*** Document section Section Begins ***

Post by wnetmacman » January 29th, 2018, 1:51 pm

Super S wrote:
January 29th, 2018, 12:12 pm
I walked through Kelso, Washington's Three Rivers Mall this morning and noticed that more of the interior mall shops have closed, including ALL of the food court tenants. I think there are two national chain stores left not counting anchor stores.

I got to wondering...has there ever been an instance where a mall this empty has rebounded without the interior portion of the mall being demolished?

The excellent visibility along Interstate 5 points towards years of mismanagement, although the local economy has been struggling. It seems like a mall with the right variety could still do well in an area where it rains a lot.

And I know about Amazon etc. But I know plenty of folks who travel to Vancouver or Olympia regularly to shop, and there is a lot of money that leaves the local economy.

I think the right mix of stores could keep a mall going, as not everybody likes dealing with mail order, especially when returning stuff or wanting to physically see things before purchasing, especially large items.
Sometimes these malls have more happening than just what's missing inside. I'll use two Louisiana cities as an example.

*** Document section Section Ends ***

> Directive a
Decide whether each statement agrees with the forum post, answering yes or no and quoting the words that decide it: (i) every food court tenant at the mall has closed; (ii) the writer describes the mall's visibility from Interstate 5 as poor; (iii) the writer knows people who regularly travel to Vancouver or Olympia to shop.
The forum post and the listing come from separate, unrelated sources.

*** Records shown Section Begins ***

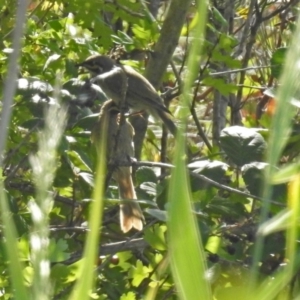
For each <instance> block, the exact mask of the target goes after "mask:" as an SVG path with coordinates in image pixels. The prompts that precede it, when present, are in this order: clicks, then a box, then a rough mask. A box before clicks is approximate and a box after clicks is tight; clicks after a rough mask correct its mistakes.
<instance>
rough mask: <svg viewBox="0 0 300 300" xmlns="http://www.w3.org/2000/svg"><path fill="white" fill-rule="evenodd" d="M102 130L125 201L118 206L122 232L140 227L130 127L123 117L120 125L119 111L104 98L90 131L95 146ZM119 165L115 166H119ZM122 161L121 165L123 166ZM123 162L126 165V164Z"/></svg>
mask: <svg viewBox="0 0 300 300" xmlns="http://www.w3.org/2000/svg"><path fill="white" fill-rule="evenodd" d="M103 130H106V140H105V141H102V142H104V143H106V147H107V148H106V156H107V163H108V166H109V168H110V167H111V168H113V169H112V177H113V178H114V179H115V181H116V182H117V184H118V187H119V197H120V199H124V200H128V201H126V202H124V203H123V204H121V205H120V225H121V230H122V231H123V232H128V231H129V230H130V229H132V228H135V229H137V230H142V229H143V222H144V216H143V213H142V211H141V208H140V205H139V204H138V202H136V201H134V200H135V199H137V196H136V192H135V188H134V185H133V181H132V175H131V173H132V168H131V166H130V162H131V157H133V156H134V148H133V135H134V130H133V127H132V126H131V124H130V123H129V122H127V121H126V120H125V121H124V122H123V123H122V124H120V110H119V108H118V106H117V105H116V104H115V103H114V102H113V101H112V100H108V101H106V102H105V103H104V104H103V105H102V107H101V110H100V114H99V119H98V121H97V123H96V124H95V126H94V128H93V130H92V142H93V143H94V144H95V145H96V147H97V145H99V143H100V142H101V141H100V139H101V133H102V132H103ZM118 164H119V165H120V166H119V165H118ZM124 164H125V166H124ZM126 164H127V166H126Z"/></svg>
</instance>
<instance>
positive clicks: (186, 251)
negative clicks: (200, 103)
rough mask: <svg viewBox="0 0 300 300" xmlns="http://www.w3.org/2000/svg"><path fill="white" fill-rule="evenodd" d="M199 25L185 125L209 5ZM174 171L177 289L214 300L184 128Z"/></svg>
mask: <svg viewBox="0 0 300 300" xmlns="http://www.w3.org/2000/svg"><path fill="white" fill-rule="evenodd" d="M198 14H199V18H198V20H199V23H198V26H197V28H196V30H195V32H194V34H195V36H196V37H198V38H197V39H196V38H195V39H194V43H193V47H192V50H191V55H190V58H189V62H188V70H189V75H188V78H187V80H186V82H185V87H184V91H183V97H182V102H183V109H182V121H183V123H185V122H186V116H187V115H188V113H189V112H188V107H189V100H190V97H189V92H190V90H191V87H192V84H193V82H194V79H195V76H196V74H197V72H198V66H199V63H198V62H197V56H198V53H199V51H200V49H201V44H202V39H201V38H202V37H203V33H204V28H205V20H206V2H205V1H199V5H198ZM176 144H177V146H176V151H175V159H174V165H175V166H176V168H174V170H173V172H172V177H171V182H170V189H169V212H168V213H169V220H168V248H169V251H170V262H171V269H172V274H173V277H174V280H175V284H176V288H177V290H178V293H179V296H180V298H181V299H187V300H193V299H195V300H198V299H203V300H205V299H211V291H210V287H209V284H208V282H207V280H206V279H205V270H206V258H205V255H204V249H203V245H202V242H201V237H200V234H199V230H198V226H197V223H196V219H195V216H194V215H193V214H192V205H191V197H190V190H189V187H190V183H189V177H188V175H187V170H186V163H185V160H184V159H183V156H184V155H183V154H184V153H185V145H186V141H185V137H184V134H183V129H180V130H179V133H178V136H177V139H176Z"/></svg>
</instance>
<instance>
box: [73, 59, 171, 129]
mask: <svg viewBox="0 0 300 300" xmlns="http://www.w3.org/2000/svg"><path fill="white" fill-rule="evenodd" d="M77 66H81V67H84V68H85V69H87V70H88V71H89V72H90V73H91V76H92V77H93V78H92V80H91V81H92V82H93V83H97V84H99V86H100V87H101V89H102V90H103V92H104V93H105V94H106V95H107V97H108V98H111V99H112V100H113V101H114V102H115V103H116V104H117V105H118V106H119V107H121V108H124V107H125V108H126V107H128V108H131V109H133V110H134V111H146V112H148V113H150V114H151V115H153V116H154V117H159V118H160V119H161V120H162V121H163V122H164V124H165V125H166V127H167V128H168V130H169V131H170V132H171V133H172V134H173V135H175V134H176V125H175V124H174V122H173V120H172V115H171V113H170V111H169V110H168V109H167V108H166V107H165V105H164V103H163V100H162V99H161V97H160V96H159V95H158V93H157V92H156V90H155V89H154V87H153V86H152V85H151V83H150V82H149V81H148V80H147V79H146V78H145V77H144V76H142V75H141V74H139V73H138V72H136V71H135V70H134V69H133V68H131V67H130V66H123V65H121V64H119V63H117V62H115V61H114V60H112V59H111V58H109V57H108V56H104V55H93V56H90V57H88V58H87V59H86V60H85V61H84V62H82V63H80V64H78V65H77Z"/></svg>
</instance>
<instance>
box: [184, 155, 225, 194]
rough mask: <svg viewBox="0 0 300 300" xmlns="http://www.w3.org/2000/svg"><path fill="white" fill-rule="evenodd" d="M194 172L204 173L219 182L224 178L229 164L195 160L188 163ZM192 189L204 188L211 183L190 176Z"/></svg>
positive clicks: (213, 179)
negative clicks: (188, 163)
mask: <svg viewBox="0 0 300 300" xmlns="http://www.w3.org/2000/svg"><path fill="white" fill-rule="evenodd" d="M188 167H189V168H190V169H195V170H193V172H194V173H197V174H201V175H204V176H206V177H208V178H210V179H212V180H214V181H216V182H219V183H221V182H222V180H223V179H224V176H225V173H226V172H227V170H228V168H229V166H228V165H227V164H225V163H223V162H221V161H217V160H214V161H210V160H200V161H195V162H193V163H191V164H189V165H188ZM191 185H192V190H193V191H195V190H198V189H206V188H208V187H210V186H211V185H210V184H209V183H207V182H205V181H203V180H201V179H198V178H194V177H192V179H191Z"/></svg>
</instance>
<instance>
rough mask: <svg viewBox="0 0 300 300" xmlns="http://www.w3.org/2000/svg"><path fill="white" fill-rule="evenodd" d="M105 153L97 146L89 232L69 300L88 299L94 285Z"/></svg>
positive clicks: (98, 244)
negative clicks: (79, 267)
mask: <svg viewBox="0 0 300 300" xmlns="http://www.w3.org/2000/svg"><path fill="white" fill-rule="evenodd" d="M106 132H107V130H103V132H102V133H103V135H106ZM101 140H102V141H106V136H103V137H102V138H101ZM105 151H106V145H105V143H103V142H102V143H100V144H99V152H98V164H97V169H96V179H95V188H94V193H93V203H92V204H91V208H90V216H89V223H88V224H89V228H90V231H89V232H88V234H87V239H86V243H85V248H84V254H83V259H84V263H83V264H82V267H81V271H80V272H81V274H80V275H79V280H78V281H77V283H76V285H75V287H74V289H73V291H72V294H71V296H70V298H69V299H70V300H85V299H90V296H89V295H90V293H91V292H92V289H93V285H94V279H95V276H94V274H95V273H94V267H95V261H96V257H97V255H98V249H99V243H100V225H101V223H102V210H103V203H104V199H103V194H104V182H105V168H106V155H105Z"/></svg>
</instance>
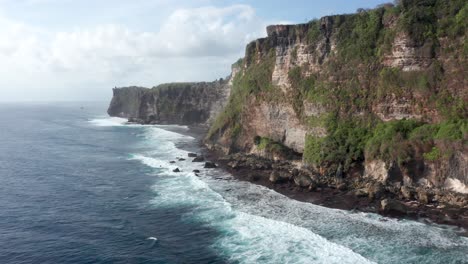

*** Records shown Section Ends ***

> Directive b
Locate every line of the listing that contains the string "positive", and copy each such line in full. Case counts.

> Answer a
(i) Yes: "including ALL of the food court tenants"
(ii) No: "The excellent visibility along Interstate 5 points towards years of mismanagement"
(iii) Yes: "I know plenty of folks who travel to Vancouver or Olympia regularly to shop"

> Answer b
positive clicks: (186, 251)
positive clicks: (213, 179)
positive clicks: (98, 244)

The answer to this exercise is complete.